> Brano:
++++++

Affida la figlia neonata alla culla per la vita: l’ultimo gesto d’amore di una madre
di Tiziana Pagano
Probabilmente, è stato l’ultimo atto di amore nei confronti di sua figlia quello che ha spinto una donna ad abbandonare la neonata nella culla per la vita nella sede della Croce Rossa di Bergamo, nella giornata di ieri, 3 maggio.
Ad accompagnare la piccola, un biglietto: “A casa, solo io e lei. Non posso, ma le auguro tutto il bene e la felicità del mondo. Un bacio per sempre (dalla mamma). Vi affido un pezzo importante della mia vita, che sicuramente non dimenticherò mai”.
Parole strazianti che raccontano chiaramente il dolore provato dalla donna e tutto l’amore nei confronti di sua figlia. Amore che ha dimostrato, scegliendo di affidarla alla culla per la vita invece di gettarla in un cassonetto della spazzatura, come purtroppo sentiamo ancora troppo spesso.

++++++

> Materiale di studio:
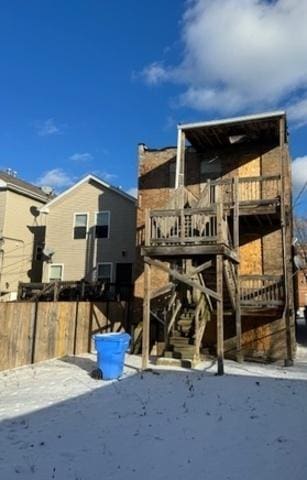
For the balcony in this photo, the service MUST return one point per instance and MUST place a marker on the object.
(202, 230)
(261, 291)
(248, 191)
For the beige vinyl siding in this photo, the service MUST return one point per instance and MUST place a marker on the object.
(80, 256)
(2, 209)
(18, 240)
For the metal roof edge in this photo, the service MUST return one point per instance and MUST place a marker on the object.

++++++

Rispondi in base all'articolo sulla culla per la vita:
(a) In quale sede si trova la culla per la vita in cui è stata lasciata la neonata?
(b) In che giorno è stata lasciata?
(c) Secondo il biglietto, chi c'è a casa?
L'elenco non serve per svolgere il lavoro.

(a) Nella sede della Croce Rossa di Bergamo.
(b) Il 3 maggio.
(c) Solo chi ha scritto il biglietto e la bambina.